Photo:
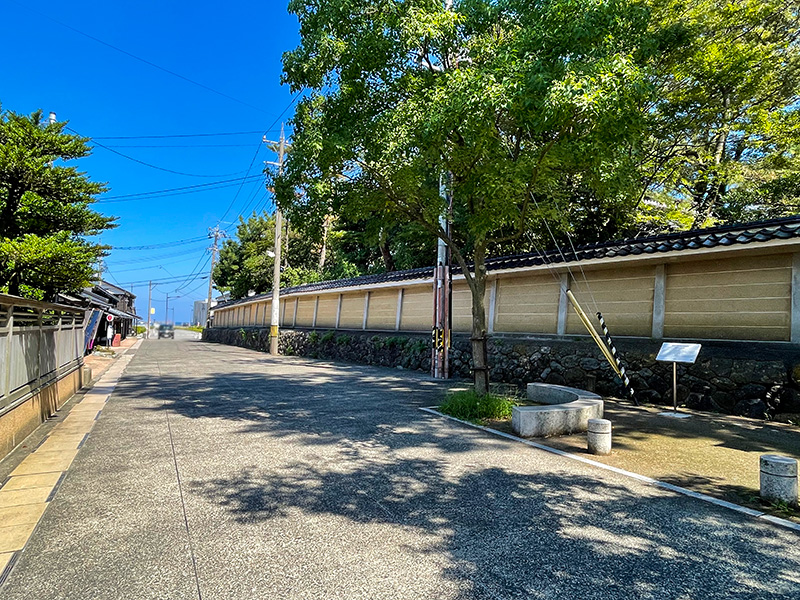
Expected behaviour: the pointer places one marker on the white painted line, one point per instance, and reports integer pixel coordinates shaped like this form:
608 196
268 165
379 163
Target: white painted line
649 480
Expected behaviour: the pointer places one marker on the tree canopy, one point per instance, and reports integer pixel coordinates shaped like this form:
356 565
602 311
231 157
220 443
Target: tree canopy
45 209
545 119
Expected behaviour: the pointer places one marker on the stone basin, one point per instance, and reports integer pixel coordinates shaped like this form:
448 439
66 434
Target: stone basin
567 410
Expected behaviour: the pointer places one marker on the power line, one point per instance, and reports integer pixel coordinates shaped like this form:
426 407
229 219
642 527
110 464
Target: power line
189 281
258 149
171 146
152 166
176 135
140 59
161 245
164 280
200 187
150 267
130 261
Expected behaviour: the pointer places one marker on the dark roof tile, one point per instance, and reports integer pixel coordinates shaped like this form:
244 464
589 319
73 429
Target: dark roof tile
726 235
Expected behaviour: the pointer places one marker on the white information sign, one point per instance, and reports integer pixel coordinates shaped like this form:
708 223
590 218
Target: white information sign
674 352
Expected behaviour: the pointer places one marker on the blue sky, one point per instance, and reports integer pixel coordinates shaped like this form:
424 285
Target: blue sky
233 47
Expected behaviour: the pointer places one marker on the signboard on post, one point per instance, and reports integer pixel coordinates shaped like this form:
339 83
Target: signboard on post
674 352
677 353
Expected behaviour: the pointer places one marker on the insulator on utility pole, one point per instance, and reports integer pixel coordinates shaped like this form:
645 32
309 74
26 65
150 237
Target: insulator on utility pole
216 233
274 329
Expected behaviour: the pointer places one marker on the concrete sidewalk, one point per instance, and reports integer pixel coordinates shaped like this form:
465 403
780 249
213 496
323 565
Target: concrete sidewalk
216 472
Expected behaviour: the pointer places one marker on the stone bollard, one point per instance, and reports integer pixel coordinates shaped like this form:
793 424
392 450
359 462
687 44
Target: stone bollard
598 436
779 478
86 376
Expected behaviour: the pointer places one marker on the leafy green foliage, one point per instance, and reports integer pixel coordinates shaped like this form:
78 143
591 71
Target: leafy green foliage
537 109
469 406
45 209
724 122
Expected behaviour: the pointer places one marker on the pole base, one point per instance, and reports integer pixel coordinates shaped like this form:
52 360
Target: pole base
674 415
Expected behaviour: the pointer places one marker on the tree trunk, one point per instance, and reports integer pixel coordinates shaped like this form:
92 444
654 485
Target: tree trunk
386 254
480 363
326 226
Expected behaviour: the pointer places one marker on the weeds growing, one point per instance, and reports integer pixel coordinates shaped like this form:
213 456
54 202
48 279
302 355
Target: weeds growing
469 406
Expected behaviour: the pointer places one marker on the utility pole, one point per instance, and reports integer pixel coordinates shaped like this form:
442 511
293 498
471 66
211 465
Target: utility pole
442 303
215 233
274 329
149 309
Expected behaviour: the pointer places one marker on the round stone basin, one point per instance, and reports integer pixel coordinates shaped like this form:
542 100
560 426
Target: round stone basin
564 410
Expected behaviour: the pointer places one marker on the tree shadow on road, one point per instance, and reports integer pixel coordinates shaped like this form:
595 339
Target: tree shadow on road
357 451
525 535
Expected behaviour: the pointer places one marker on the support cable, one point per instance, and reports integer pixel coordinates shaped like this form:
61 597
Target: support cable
620 367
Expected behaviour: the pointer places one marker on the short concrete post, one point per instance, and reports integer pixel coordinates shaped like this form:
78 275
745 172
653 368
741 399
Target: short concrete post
86 376
779 478
598 436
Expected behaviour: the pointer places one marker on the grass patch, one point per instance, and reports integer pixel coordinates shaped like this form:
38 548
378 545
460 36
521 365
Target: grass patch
469 406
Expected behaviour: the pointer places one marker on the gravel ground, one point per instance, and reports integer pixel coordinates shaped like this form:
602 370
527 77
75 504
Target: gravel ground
218 472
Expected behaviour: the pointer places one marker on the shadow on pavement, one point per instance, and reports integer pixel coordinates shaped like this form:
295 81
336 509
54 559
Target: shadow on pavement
507 531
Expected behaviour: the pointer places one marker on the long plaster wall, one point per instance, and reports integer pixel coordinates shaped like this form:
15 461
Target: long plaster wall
743 293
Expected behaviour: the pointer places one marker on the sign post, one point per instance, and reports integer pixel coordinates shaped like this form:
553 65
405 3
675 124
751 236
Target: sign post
677 353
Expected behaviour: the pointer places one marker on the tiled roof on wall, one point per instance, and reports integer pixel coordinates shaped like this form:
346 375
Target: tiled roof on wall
726 235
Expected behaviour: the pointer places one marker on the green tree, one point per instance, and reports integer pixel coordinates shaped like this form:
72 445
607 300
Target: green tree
533 107
246 263
724 125
45 209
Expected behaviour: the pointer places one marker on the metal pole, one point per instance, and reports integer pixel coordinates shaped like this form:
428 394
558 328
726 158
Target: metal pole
441 296
675 386
274 330
149 307
217 234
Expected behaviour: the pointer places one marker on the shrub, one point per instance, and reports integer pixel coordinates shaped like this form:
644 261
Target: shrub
469 406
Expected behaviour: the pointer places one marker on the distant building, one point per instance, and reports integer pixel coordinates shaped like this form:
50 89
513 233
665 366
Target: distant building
110 312
200 312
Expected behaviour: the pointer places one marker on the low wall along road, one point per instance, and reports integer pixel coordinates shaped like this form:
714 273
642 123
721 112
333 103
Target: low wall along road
736 289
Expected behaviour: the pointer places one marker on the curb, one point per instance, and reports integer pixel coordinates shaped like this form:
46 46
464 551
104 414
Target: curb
642 478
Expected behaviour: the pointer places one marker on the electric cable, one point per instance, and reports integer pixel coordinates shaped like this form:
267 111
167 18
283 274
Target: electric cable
162 245
147 164
176 135
200 187
253 160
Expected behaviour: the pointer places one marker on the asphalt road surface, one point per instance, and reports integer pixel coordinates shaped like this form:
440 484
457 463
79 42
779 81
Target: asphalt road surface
216 472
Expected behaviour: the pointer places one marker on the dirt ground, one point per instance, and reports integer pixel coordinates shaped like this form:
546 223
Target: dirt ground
713 454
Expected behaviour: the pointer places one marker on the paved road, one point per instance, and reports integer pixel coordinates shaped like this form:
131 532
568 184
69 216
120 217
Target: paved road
217 472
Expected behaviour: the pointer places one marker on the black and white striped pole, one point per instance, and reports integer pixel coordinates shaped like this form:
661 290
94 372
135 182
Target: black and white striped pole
621 368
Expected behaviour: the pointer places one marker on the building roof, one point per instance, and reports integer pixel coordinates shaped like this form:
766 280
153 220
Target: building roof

[Stated goal]:
Reproduce all of the entries word for word, skipping any pictures they hold.

[Exercise result]:
Photo:
Expected behaviour: the pointer places one marker on the white painted line, one point per instance, and reports integer pixel coordinates shaped like this form:
608 196
268 165
379 163
Target: white painted line
649 480
Expected behaviour: the pointer places one marker on the tree canopy, one point per instance, and reports integer pixel coordinates shaped like this form:
356 565
602 311
231 157
220 443
Target: tree canopy
45 209
545 119
Expected behaviour: the pointer places one marker on the stone basin, one point per instance, and reports integer pixel coordinates shaped like this form:
448 439
66 434
Target: stone basin
567 410
Expected behaviour: the pointer places one marker on the power line, one point per instance, and reports integer pixel coordinates shaped like this form:
426 407
229 219
642 527
110 464
Target: power line
189 281
258 149
171 146
152 166
176 135
140 59
161 245
164 280
200 187
150 267
130 261
Expected behaviour: the pointer places one marker on the dark roof tile, one point per instance, and reports integer pixel coordinates shaped like this form:
244 464
589 319
73 429
Target: dark roof tile
726 235
Expected behaviour: the pointer places one marker on the white information sign, one point per instance, and reports integer pixel coordinates shaped like this form:
708 223
590 218
Target: white information sign
674 352
Expected behaviour: the pointer places one marker on the blue sky, one point per instance, and reports integer pixel coordinates shaped like this form:
424 285
Target: blue sky
233 47
Expected behaviour: the pointer places one marker on the signboard on post, one point per instance, and reports integer pixel coordinates shaped like this form:
339 83
Target: signboard on post
674 352
677 353
Expected behaviour: the pointer places one marker on the insulator on utility pole, one point per instance, and reports integer pixel coordinates shaped like this form:
645 32
309 74
26 65
150 237
Target: insulator on utility pole
216 233
274 329
Expected behaviour: the pointer places one marker on the concrete sidewalk, one point per instance, and reports integer pixel coordinates shaped like this form:
465 403
780 249
213 496
323 565
Target: concrete sidewalk
216 472
Expected behaviour: the pointer places one marker on the stone bollard, one point per instance, and reports integer pixel coordinates shaped like this form:
793 424
392 450
359 462
687 44
Target: stone bollard
598 436
779 478
86 376
Expected behaviour: the pointer places one marker on the leafy green foliage, one point per instance, and reports integer pixel coordinates shaped like this form:
78 143
591 71
Target: leafy green foliage
537 109
469 406
45 209
724 122
Expected behaviour: the pointer places one marker on the pole base, one point per instance, and reports integer pixel coordinates shaped like this form:
52 360
Target: pole base
674 415
Expected behaviour: the pointer places one marker on the tree trunk, one point per instance, and reports integer pixel coordinates shaped like this form:
92 444
654 485
Target: tree trunk
386 254
480 363
326 226
Expected behaviour: the pointer places one marker on the weeds growing, one point per instance, and reports integer pixel coordinates shaped like this form:
213 456
54 202
48 279
302 355
Target: weeds growing
469 406
Expected behaviour: the pointer places one marker on the utility pole, one point per instance, and reports integer pixel coordinates shaped like this form:
442 511
293 498
471 66
211 465
Target: utility pole
442 303
215 233
274 329
149 309
Expected behaviour: the pointer places one marker on the round stone basin, one point per instance, and reports integer pixel coordinates shaped like this form:
542 100
560 426
Target: round stone basin
564 410
Expected behaviour: the pointer places one marker on the tree shadow on road, one point per instance, and reports integer pixel coordinates shaped like this form:
595 339
Target: tree shadow on road
357 451
525 535
Expected behaviour: the pointer places one marker on the support cable, one point per instance, and reports integer pixel coordinates shaped like this form:
61 597
Target: support cable
620 367
Expected behaviour: the pointer places one marker on the short concrete post, one point per instance, and reports integer pixel coordinates shaped like this form:
78 275
745 172
653 368
741 399
Target: short concrete post
86 376
779 478
598 436
Expected behaviour: the pointer places one marker on the grass patch, one point per instance, and reports integer pixel coordinates shaped like this form:
38 548
378 545
460 36
521 365
Target: grass patch
469 406
Expected behaviour: the pointer places one marker on the gravel ground, one point per instance, and reports integer pixel coordinates shaped like this form:
602 370
527 77
75 504
Target: gravel ground
218 472
Expected behaviour: the pointer places one marker on the shadow on pavement, one point per instance, and reports integer pixel coordinates shaped like this form:
295 81
336 509
54 559
Target: shadow on pavement
507 531
Expected behaviour: the pointer places one marker on the long plaster wall, one point per instance, and reports integer pixel coordinates shaped like this form:
15 461
Target: long plaster wall
743 293
Expected behaviour: the pointer places one marker on the sign post, one point per instance, and reports integer pixel coordinates shaped like this form:
553 65
405 3
675 124
751 236
Target: sign post
677 353
Expected behaviour: the pointer places one marker on the tiled roof on wall, one point per instance, and reports integer pixel coordinates shaped like this form:
346 375
Target: tiled roof on wall
726 235
Expected behaviour: the pointer places one marker on the green tree, one point per instance, and reports integer pixel coordinates shaped like this form:
72 445
607 300
Target: green tree
533 107
246 263
724 125
45 209
Expected behaviour: the pointer places one marker on the metal pole, one point per instance, and reports integer pixel coordinates shaped like this form:
428 394
558 328
726 158
Target: metal pole
441 296
675 386
274 330
149 307
217 234
Expected behaviour: the pointer places one marker on the shrub, one point per instance, and reports integer pixel coordinates shaped like this form:
644 261
Target: shrub
469 406
Expected behaviour: the pointer places one marker on the distant building, one point per instance, and reports integer pixel coordinates shaped like this form:
50 89
513 233
665 366
Target: distant building
110 312
200 312
Expected behaviour: the pointer places one marker on the low wall along road, one point per instance, and reports integer pixel coordinates shaped like this form:
714 273
642 123
721 112
333 103
Target: low wall along road
736 289
Expected behaviour: the pointer places one marker on the curb, one point per instance, and reports integer pixel coordinates shaped like this form:
46 46
464 551
104 414
Target: curb
642 478
Expected behaviour: the pointer places one marker on the electric cable, one point per instance, and reports integer pixel coordinates shaped like this form:
267 111
167 18
283 274
Target: electric cable
162 245
147 164
176 135
200 187
253 160
Expected behaviour: the pointer places one marker on the asphalt road surface, one point per instance, and reports integer pixel coordinates shaped like this form:
440 484
457 463
79 42
779 81
Target: asphalt road surface
216 472
Expected behaviour: the pointer places one marker on the dirt ground, one point per instance, and reports integer pixel coordinates shaped like this form:
546 223
Target: dirt ground
713 454
Expected behaviour: the pointer places one marker on the paved road, one point per instance, and reports integer pixel coordinates shaped like this form:
131 532
568 184
69 216
120 217
Target: paved road
217 472
Expected behaviour: the pointer places one marker on the black and white striped pole, one point per instance, and reports integer pixel coordinates shaped like this form:
661 290
94 372
135 182
Target: black and white striped pole
621 368
Expected behaviour: the pointer places one marker on the building roof, one point per instance, and reports integer pixel coordinates shaped like this form:
766 280
153 220
Target: building roof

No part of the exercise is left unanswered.